▸ Goal
Return all of the records below line for line, with no changes, but leave out the pictures.
***
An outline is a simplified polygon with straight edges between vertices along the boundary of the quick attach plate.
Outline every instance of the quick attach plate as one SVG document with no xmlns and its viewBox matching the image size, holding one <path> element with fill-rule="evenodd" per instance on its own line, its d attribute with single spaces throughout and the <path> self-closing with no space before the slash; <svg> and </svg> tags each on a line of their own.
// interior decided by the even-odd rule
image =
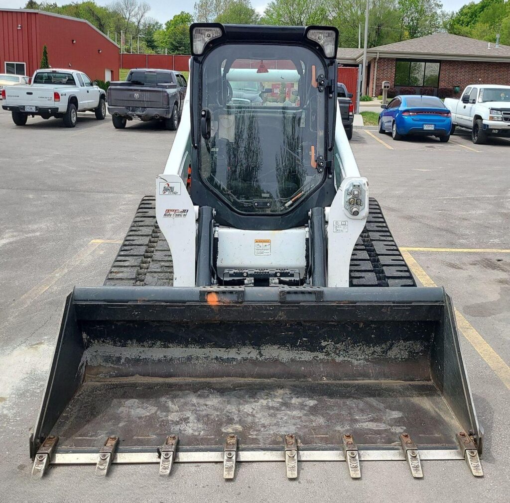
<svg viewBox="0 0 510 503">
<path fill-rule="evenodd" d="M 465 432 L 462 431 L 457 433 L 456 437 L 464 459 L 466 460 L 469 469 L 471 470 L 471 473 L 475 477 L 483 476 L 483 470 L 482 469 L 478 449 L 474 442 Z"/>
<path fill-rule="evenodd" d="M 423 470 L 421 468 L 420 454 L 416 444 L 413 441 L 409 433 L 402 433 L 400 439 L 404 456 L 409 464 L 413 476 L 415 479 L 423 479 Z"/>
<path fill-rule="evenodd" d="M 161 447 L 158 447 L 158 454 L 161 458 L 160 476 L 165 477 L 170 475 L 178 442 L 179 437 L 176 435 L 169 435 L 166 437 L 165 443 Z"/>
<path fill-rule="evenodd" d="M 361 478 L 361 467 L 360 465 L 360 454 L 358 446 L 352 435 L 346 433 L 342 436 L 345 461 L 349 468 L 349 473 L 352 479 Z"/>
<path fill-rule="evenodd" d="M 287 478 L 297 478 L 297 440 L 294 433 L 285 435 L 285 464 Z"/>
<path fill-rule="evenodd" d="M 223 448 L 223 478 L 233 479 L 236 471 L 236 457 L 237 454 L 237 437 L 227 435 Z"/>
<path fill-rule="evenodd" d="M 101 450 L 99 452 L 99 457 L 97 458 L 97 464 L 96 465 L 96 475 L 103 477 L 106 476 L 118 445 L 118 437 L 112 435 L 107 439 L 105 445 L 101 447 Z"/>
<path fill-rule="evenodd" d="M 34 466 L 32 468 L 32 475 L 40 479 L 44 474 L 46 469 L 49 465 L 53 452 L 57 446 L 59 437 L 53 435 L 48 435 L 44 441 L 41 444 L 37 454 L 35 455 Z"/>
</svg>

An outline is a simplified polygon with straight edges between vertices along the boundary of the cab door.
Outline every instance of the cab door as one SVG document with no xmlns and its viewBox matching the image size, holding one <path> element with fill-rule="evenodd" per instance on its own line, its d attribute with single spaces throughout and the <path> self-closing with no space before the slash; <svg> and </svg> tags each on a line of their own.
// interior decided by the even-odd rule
***
▸ Answer for this exercise
An outline is a simplified polygon with straight edges between vertices along the boundary of the quick attach plate.
Outline every instance of the quick attach plate as one SVG document with no xmlns and its viewBox matching the image size, holding one <path> element with fill-rule="evenodd" per instance on its own line, its d attribute with single spaces throughout and the <path> self-closing with no space before the slash; <svg> and </svg> tags each on a line of their own.
// interior decided by the even-odd rule
image =
<svg viewBox="0 0 510 503">
<path fill-rule="evenodd" d="M 465 432 L 462 431 L 457 433 L 456 437 L 464 459 L 466 460 L 469 469 L 471 470 L 471 473 L 475 477 L 483 476 L 483 470 L 482 469 L 478 449 L 474 442 Z"/>
<path fill-rule="evenodd" d="M 423 470 L 421 468 L 420 454 L 416 444 L 413 441 L 409 433 L 402 433 L 400 439 L 404 456 L 409 464 L 413 476 L 415 479 L 423 479 Z"/>
<path fill-rule="evenodd" d="M 161 447 L 158 447 L 158 454 L 161 458 L 160 476 L 165 477 L 170 475 L 178 442 L 179 437 L 176 435 L 169 435 L 166 437 L 165 443 Z"/>
<path fill-rule="evenodd" d="M 361 478 L 361 467 L 360 465 L 360 454 L 358 446 L 352 435 L 346 433 L 342 436 L 345 461 L 349 468 L 349 473 L 352 479 Z"/>
<path fill-rule="evenodd" d="M 287 478 L 297 478 L 297 440 L 294 433 L 285 435 L 285 464 Z"/>
<path fill-rule="evenodd" d="M 223 448 L 223 478 L 233 479 L 236 471 L 236 457 L 237 454 L 237 437 L 227 435 Z"/>
<path fill-rule="evenodd" d="M 101 450 L 99 452 L 99 457 L 97 458 L 97 464 L 96 465 L 96 475 L 103 477 L 106 476 L 118 445 L 118 437 L 112 435 L 107 439 L 105 445 L 101 447 Z"/>
<path fill-rule="evenodd" d="M 34 466 L 32 468 L 32 475 L 40 479 L 44 474 L 46 469 L 49 465 L 53 452 L 57 446 L 59 437 L 53 435 L 48 435 L 44 441 L 41 444 L 37 454 L 35 455 Z"/>
</svg>

An outline is a simplified polygon with straight edges between vertices along the boundary of the cab door.
Outline every instance of the cab door as one SVG document with no xmlns and its viewBox matching the image size, holding one <path> element with fill-rule="evenodd" per instance on its own line, its d attribute with single spaces throughout and the <path> self-closing with no space before the slash; <svg> and </svg> tags each on a line of their own.
// interior decided by the even-odd rule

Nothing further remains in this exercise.